#### DIRECTIONS:
Copy the listing word for word, beginning at the line containing "Mark one point on every instance of the raised" and stopping after the line containing "Target: shoulder". Include both of those lines and nothing outside them.

#### SUPPLIED RECORDS:
####################

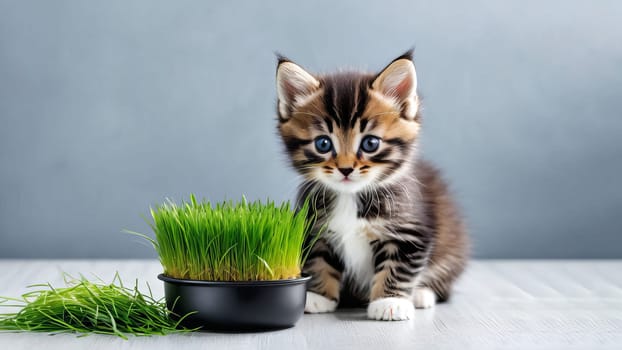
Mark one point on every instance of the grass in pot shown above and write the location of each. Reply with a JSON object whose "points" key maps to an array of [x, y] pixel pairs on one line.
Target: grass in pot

####################

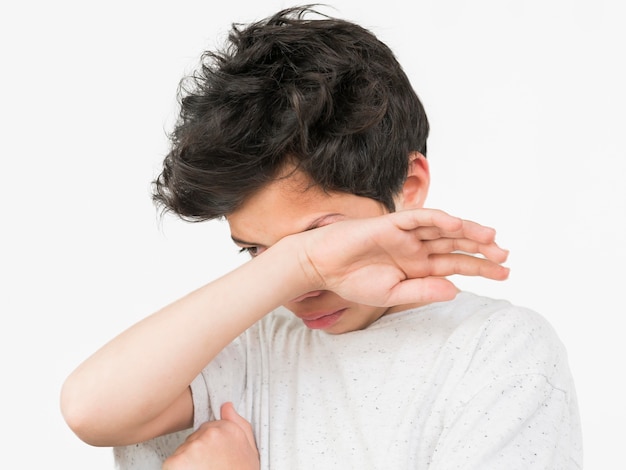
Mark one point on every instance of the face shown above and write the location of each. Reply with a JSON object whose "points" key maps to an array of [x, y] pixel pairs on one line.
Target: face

####################

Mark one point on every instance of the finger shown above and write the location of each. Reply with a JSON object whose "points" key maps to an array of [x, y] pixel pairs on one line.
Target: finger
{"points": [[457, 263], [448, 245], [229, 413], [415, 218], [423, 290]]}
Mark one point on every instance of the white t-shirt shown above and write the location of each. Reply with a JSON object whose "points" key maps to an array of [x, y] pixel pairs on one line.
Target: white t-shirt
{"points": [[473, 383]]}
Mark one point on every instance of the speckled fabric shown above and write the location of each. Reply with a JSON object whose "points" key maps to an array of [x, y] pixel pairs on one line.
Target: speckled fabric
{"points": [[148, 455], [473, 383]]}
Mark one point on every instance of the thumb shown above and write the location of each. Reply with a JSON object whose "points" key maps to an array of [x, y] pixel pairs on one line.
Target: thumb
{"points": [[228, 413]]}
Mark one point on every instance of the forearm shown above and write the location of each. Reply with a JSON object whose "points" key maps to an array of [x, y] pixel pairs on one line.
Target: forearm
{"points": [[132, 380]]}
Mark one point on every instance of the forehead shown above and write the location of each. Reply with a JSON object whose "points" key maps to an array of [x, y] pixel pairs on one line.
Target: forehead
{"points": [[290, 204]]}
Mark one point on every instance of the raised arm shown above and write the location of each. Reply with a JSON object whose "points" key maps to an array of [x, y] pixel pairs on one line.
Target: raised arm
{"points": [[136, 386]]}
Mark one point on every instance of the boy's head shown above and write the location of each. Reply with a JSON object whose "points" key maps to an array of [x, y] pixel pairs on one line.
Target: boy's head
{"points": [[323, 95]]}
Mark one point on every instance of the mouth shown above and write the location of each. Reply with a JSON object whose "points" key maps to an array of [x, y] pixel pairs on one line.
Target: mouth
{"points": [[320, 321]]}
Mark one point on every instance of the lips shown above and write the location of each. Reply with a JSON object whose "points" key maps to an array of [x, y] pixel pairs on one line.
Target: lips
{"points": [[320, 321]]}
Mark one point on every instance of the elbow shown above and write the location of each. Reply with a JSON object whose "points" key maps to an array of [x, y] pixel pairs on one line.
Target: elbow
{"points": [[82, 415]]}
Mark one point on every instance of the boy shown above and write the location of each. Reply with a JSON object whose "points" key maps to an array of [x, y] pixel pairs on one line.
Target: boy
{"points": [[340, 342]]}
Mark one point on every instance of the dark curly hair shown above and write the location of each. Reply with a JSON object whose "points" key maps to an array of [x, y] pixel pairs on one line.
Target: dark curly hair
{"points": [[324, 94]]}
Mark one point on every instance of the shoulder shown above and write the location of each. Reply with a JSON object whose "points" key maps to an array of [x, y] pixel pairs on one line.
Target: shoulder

####################

#### RESULT FOR THIS EXERCISE:
Mark one point on every instance of the raised arm shown above and write the location of each. Reply with a JSON object whose "points" key maps to an array of [x, y] pixel pairs on one line.
Target: raised arm
{"points": [[136, 386]]}
Mark one point on every instance of the boy's head shown above and write the location of each. Reply with a JSON object whose "points" key maps to an array of [x, y] pixel pairs on one line.
Target: boy's head
{"points": [[323, 95]]}
Mark one point on every instance of the mouth shown above and write the location of each. Reply with a JSON object whose "points" key maps to an array of [x, y] pixel pairs on one line.
Target: mouth
{"points": [[320, 321]]}
Mark one point on every instance of the lips shown above and write the location of each. Reply with a JSON object whose "points" key maps to an array of [x, y] pixel pairs on one line.
Target: lips
{"points": [[320, 321]]}
Mark one point on every instance of the elbow shown above and write the location of each. Reply with a JSON object whose "points" key maps to an array of [x, y] pixel pairs on one line.
Target: elbow
{"points": [[82, 415]]}
Mark one point on every instance of the boy shown above and write the location of each. Reply with a JSON object whose "points" key maps to an array of [x, y] pixel pairs on one line.
Target: boy
{"points": [[340, 342]]}
Mark one point on every instance of the dark curly hair shown above and write the location of each. Reply with a JSON object whose "points" key maps to an array of [x, y] pixel pairs on one line.
Target: dark curly hair
{"points": [[324, 94]]}
Mark one point on every instance of the shoulder shown above and write the location of each. Reply with a JSON object whose "points" key maps to an array of [x, y] pixel pairs on one line.
Target: shoulder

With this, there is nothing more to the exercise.